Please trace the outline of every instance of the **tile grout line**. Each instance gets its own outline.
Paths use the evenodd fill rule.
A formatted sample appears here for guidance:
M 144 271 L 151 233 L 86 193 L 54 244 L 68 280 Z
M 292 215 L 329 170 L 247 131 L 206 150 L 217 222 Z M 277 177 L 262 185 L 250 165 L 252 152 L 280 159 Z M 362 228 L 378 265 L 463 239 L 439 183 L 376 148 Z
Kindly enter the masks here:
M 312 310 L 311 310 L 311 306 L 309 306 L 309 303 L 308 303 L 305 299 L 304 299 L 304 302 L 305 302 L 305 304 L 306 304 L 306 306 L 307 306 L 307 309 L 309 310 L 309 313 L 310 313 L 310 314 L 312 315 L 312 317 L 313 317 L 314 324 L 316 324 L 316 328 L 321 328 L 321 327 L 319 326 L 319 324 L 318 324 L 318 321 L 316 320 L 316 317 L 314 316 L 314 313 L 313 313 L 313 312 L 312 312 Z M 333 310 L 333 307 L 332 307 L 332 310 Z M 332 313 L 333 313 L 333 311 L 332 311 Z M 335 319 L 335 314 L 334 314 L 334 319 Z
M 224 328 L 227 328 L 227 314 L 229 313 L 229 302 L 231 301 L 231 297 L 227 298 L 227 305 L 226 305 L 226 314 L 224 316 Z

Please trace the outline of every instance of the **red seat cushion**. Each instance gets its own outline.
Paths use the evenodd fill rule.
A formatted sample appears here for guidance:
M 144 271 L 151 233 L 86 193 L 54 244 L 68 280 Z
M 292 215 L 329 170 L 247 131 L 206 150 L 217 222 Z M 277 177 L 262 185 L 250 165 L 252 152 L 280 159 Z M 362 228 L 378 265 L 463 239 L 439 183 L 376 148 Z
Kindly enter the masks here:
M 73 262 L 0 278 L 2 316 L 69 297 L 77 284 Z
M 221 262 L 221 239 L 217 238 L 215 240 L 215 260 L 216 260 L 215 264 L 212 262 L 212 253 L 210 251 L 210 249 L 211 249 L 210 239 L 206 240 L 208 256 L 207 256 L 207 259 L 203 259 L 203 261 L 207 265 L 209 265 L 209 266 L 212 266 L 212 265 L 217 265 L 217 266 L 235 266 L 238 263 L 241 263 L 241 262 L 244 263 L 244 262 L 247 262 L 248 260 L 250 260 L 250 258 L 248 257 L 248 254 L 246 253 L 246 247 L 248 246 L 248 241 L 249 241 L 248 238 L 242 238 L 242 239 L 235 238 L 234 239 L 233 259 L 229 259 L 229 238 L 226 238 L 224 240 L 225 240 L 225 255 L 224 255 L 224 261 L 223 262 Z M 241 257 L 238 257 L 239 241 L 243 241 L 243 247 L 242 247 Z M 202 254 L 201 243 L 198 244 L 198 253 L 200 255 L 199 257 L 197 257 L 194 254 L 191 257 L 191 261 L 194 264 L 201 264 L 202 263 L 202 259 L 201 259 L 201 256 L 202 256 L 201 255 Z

REQUIRED ACTION:
Show all lines in the preceding material that have "Each" in them.

ANSWER FOR THIS EXERCISE:
Please trace the outline of every instance of the **tile grout line**. Each instance gets its own outline.
Please trace the outline of every instance of the **red seat cushion**. Each instance gets its own outline.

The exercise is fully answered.